- **Data listing**
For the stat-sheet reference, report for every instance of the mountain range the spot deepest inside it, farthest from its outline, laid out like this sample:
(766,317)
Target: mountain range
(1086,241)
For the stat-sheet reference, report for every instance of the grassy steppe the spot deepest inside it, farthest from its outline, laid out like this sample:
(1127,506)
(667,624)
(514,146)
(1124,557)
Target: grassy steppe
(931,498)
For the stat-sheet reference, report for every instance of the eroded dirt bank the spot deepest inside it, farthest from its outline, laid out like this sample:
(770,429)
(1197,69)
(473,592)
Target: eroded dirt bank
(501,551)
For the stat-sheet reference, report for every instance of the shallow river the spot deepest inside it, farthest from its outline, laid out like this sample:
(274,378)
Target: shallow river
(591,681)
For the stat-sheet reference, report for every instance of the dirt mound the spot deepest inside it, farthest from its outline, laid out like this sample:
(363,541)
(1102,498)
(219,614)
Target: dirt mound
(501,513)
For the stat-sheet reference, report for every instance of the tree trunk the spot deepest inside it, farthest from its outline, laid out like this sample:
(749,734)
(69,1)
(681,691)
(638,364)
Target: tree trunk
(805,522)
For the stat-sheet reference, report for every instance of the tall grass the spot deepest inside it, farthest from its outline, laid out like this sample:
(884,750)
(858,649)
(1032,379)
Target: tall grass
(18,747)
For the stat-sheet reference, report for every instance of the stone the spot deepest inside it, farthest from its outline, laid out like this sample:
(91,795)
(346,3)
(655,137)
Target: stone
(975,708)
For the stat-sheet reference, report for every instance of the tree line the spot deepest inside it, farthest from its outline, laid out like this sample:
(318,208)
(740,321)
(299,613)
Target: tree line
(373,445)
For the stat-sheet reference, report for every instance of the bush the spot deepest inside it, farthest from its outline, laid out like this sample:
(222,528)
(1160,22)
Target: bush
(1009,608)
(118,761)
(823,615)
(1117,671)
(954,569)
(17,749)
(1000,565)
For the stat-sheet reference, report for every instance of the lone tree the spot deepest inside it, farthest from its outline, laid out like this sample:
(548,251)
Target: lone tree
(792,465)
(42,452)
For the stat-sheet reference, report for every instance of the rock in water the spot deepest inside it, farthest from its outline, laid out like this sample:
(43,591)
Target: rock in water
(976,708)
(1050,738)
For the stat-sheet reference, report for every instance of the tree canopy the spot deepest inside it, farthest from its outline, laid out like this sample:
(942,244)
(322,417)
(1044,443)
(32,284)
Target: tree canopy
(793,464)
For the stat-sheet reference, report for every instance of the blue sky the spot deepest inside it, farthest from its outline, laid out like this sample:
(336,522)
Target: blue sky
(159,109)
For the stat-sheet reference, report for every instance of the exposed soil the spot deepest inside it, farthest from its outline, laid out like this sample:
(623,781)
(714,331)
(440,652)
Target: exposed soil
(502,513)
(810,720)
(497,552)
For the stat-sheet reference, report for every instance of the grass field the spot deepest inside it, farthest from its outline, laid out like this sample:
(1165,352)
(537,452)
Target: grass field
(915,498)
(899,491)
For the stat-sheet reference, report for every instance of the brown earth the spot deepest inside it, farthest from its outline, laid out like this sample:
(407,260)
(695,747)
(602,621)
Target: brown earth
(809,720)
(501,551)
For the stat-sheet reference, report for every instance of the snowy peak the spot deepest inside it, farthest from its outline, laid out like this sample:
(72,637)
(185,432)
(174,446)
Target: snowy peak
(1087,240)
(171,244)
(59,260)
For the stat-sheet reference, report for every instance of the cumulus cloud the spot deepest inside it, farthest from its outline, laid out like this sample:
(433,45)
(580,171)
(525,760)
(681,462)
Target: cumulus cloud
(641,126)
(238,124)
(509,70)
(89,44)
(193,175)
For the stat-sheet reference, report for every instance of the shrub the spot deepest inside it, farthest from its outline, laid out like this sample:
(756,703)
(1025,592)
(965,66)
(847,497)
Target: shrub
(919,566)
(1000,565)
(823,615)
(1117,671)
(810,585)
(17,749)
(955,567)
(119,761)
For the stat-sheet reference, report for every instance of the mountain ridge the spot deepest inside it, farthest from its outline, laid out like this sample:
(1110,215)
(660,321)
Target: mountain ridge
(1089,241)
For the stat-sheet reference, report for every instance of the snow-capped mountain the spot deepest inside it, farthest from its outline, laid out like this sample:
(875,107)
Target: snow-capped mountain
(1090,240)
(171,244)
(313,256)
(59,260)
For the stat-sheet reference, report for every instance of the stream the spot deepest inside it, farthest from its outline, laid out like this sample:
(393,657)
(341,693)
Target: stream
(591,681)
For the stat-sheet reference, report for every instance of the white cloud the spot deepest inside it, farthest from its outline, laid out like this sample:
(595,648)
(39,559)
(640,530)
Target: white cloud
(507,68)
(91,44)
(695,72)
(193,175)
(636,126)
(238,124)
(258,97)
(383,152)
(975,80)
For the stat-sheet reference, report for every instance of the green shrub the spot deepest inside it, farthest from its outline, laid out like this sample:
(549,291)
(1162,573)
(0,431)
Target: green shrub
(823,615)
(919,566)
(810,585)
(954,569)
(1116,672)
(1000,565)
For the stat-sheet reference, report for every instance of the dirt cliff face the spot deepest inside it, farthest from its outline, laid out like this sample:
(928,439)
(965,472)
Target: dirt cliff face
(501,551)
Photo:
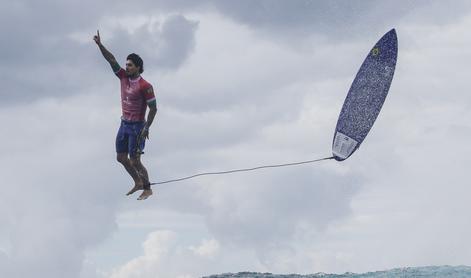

- **Exercise aim**
Count the lines above that contain the word "face" and state only that number.

- **Response for this exercise**
2